ASSIGNMENT:
Give the data again exactly as it appears.

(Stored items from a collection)

# # # # #

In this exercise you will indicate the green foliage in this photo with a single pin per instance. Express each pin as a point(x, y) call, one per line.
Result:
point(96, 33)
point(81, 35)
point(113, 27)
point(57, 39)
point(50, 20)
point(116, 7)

# # # # #

REPLY TO THE EXERCISE:
In this exercise you will indicate the green foliage in this photo with a single pin per instance. Express each pin as a point(x, y) call, one per line.
Result:
point(96, 33)
point(81, 35)
point(113, 27)
point(57, 39)
point(50, 20)
point(116, 7)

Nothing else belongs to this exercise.